** Opening INFORMATION GIVEN block **

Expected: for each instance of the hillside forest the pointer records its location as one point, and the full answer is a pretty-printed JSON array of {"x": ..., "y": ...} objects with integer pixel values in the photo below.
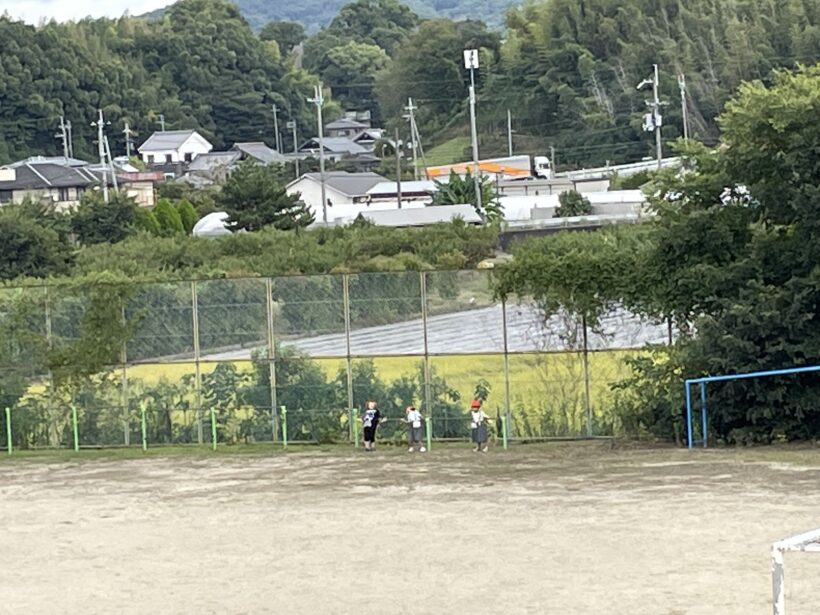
[{"x": 566, "y": 70}]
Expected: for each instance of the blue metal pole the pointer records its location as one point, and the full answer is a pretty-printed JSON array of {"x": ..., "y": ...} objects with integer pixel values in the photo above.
[
  {"x": 689, "y": 413},
  {"x": 703, "y": 413},
  {"x": 776, "y": 372}
]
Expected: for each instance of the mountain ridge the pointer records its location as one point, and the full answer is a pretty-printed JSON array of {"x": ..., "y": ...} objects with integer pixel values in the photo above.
[{"x": 315, "y": 14}]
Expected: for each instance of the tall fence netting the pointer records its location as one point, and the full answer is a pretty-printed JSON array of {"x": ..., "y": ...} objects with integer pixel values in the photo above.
[{"x": 264, "y": 360}]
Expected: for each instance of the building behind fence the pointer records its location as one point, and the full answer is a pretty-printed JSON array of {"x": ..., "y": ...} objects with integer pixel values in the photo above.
[{"x": 318, "y": 345}]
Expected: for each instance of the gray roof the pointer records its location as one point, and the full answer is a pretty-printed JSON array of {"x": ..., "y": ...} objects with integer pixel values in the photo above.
[
  {"x": 350, "y": 184},
  {"x": 434, "y": 214},
  {"x": 205, "y": 163},
  {"x": 335, "y": 145},
  {"x": 171, "y": 139},
  {"x": 260, "y": 152},
  {"x": 346, "y": 124},
  {"x": 407, "y": 187},
  {"x": 59, "y": 160},
  {"x": 40, "y": 176}
]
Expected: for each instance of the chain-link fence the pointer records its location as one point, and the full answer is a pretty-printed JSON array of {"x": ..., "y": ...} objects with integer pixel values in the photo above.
[{"x": 263, "y": 360}]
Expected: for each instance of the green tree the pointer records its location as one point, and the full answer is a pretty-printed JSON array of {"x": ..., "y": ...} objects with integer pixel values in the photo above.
[
  {"x": 735, "y": 252},
  {"x": 429, "y": 66},
  {"x": 572, "y": 203},
  {"x": 168, "y": 219},
  {"x": 254, "y": 198},
  {"x": 350, "y": 69},
  {"x": 187, "y": 215},
  {"x": 95, "y": 221},
  {"x": 287, "y": 34},
  {"x": 461, "y": 190},
  {"x": 32, "y": 245}
]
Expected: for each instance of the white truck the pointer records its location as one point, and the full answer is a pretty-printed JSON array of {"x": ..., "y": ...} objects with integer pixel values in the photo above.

** Closing INFORMATION GIVEN block **

## TASK STATEMENT
Every entry above is to be repeated word for word, with all pictures omitted.

## THE ANSWER
Expected: for each instance of the hillside forest the pointer records its location as one point, and the full answer is a pretty-printed JSON array of {"x": ..., "y": ...} objects with integer pixel values in the photo below.
[{"x": 566, "y": 70}]
Expected: for each instance of the blue metal pole the pointer records its location as one point, and the full answer is a pretty-printed JSON array of {"x": ..., "y": ...} objects with integer pixel values in the photo above.
[
  {"x": 689, "y": 413},
  {"x": 703, "y": 413},
  {"x": 776, "y": 372}
]
Expected: for each instance of the mountain ridge the pointer records its location as one point, and the full answer is a pretty-printed JSON array of {"x": ..., "y": ...} objects with integer pixel values in the photo above.
[{"x": 315, "y": 14}]
Expected: for each instance of the tall fence netting the pointer records its location as one point, and the full answer is a pretty-printed JSON array of {"x": ..., "y": ...} objects with integer pixel values in the photo above.
[{"x": 264, "y": 360}]
Expected: for each instance of the building behind fence the pointer records its location as one point, and the full answer is a pretty-printed JSON array of {"x": ..., "y": ...} objects with integer pixel values in the photo above.
[{"x": 318, "y": 345}]
Expected: for each instance of the gray roof the pointer records its location as one point, and the full answer is a pretty-printed JSON array of {"x": ..., "y": ...} objects with integer pixel values in the photo above.
[
  {"x": 350, "y": 184},
  {"x": 434, "y": 214},
  {"x": 205, "y": 163},
  {"x": 335, "y": 145},
  {"x": 171, "y": 139},
  {"x": 260, "y": 152},
  {"x": 346, "y": 124},
  {"x": 407, "y": 187},
  {"x": 59, "y": 160},
  {"x": 40, "y": 176}
]
Expected: for each instance of the chain-link fence the pointer records its location as one point, and the full answer is a pretty-printed JSON array of {"x": ..., "y": ...} objects with integer pixel values in the photo above.
[{"x": 263, "y": 360}]
Expected: for each instance of the green tree the pointer records its location as one point, and the full answer is a pretty-printed JSON array of {"x": ..., "y": ...} objects with integer pixel values in the photo above.
[
  {"x": 735, "y": 252},
  {"x": 429, "y": 66},
  {"x": 572, "y": 203},
  {"x": 168, "y": 219},
  {"x": 254, "y": 198},
  {"x": 350, "y": 69},
  {"x": 187, "y": 215},
  {"x": 95, "y": 221},
  {"x": 287, "y": 34},
  {"x": 461, "y": 190},
  {"x": 32, "y": 245}
]
Expected: for each instance of the white truck the pointer records its location as one point, and the full answer is a pretty-printed JSON array of {"x": ..., "y": ...} objects with integer pixel values in the photo above.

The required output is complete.